§ **Required tasks**:
(1) Please condense the paragraph in the winter fitness passage that begins "You can even take a seasonal approach," keeping its main facts.
(2) Continue the winter fitness passage from its last sentence, developing Perkins's idea of the buddy system.

Portrait of Erica Perkins

Erica Perkins of UVA Rec says you can fit in 10- and 15-minute sessions to reach the recommended 150 minutes of movement a week. (Photo by Dan Addison, University Communications)

“You can do 10 or 15 minutes a couple of times throughout the day and that will help maintain your fitness levels, so you don’t take any step backward during the winter,” she said.

Cleaning the house or walking with a friend “can be exercise and be accumulated as opposed to one big bout of doing it all at once.”

You can even take a seasonal approach, she said, and designate the winter months as a time when you plan to maintain your physical health by doing things like walking and squeezing in a few sets of lunges throughout the day, say, between meetings or before going to bed.

Buddy Up

Perkins said she’s a huge proponent of the buddy system and she doesn’t just mean meeting a friend at the gym, although that is a good option.

§ **Recorded data**:
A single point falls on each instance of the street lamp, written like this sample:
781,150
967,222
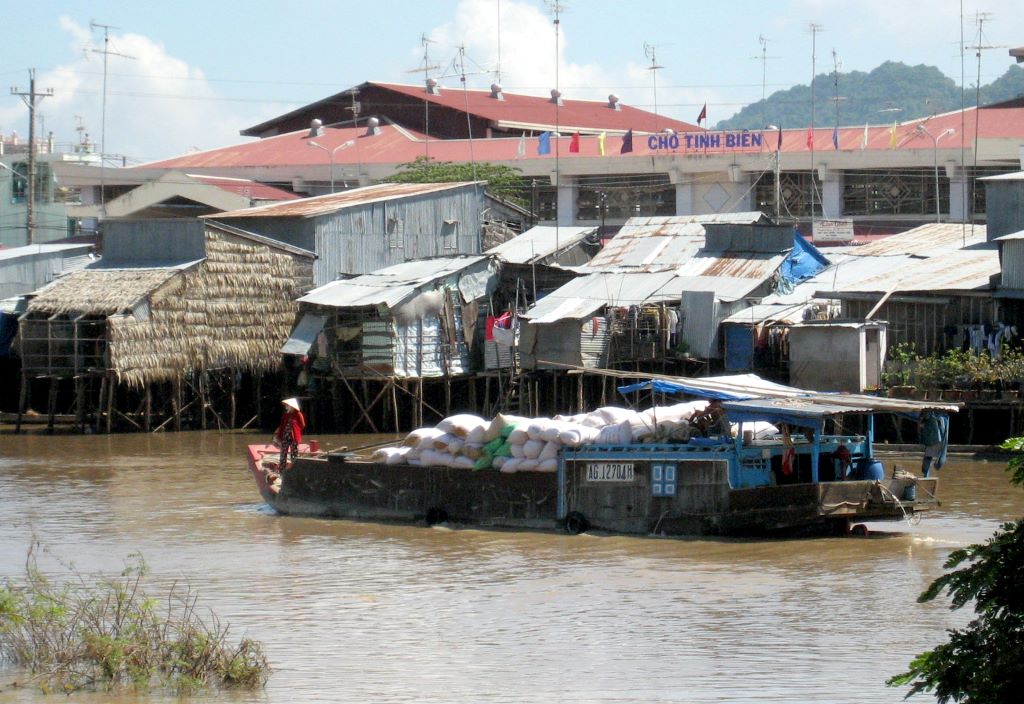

§ **Responses to the tasks**:
(1) Perkins suggests a seasonal approach: set aside the winter months for maintaining physical health by walking and fitting in a few sets of lunges during the day, such as between meetings or before bed.

(2)
“If there’s a meeting you can be on that does not require you to be reviewing documents or being on camera, take that phone call and go walk outside,” she said. “If you need to catch up with a friend or a family member, get on the phone and walk outside or go find a location where you can walk inside if the weather is bad.”

Perkins said getting those steps in could be as easy as walking up and down the stairwell while you’re on a call.

“Having someone who you are either accountable to for a workout or having someone to talk to while you’re exercising can really make the time go by and make you feel like you’re not really doing a painful workout.”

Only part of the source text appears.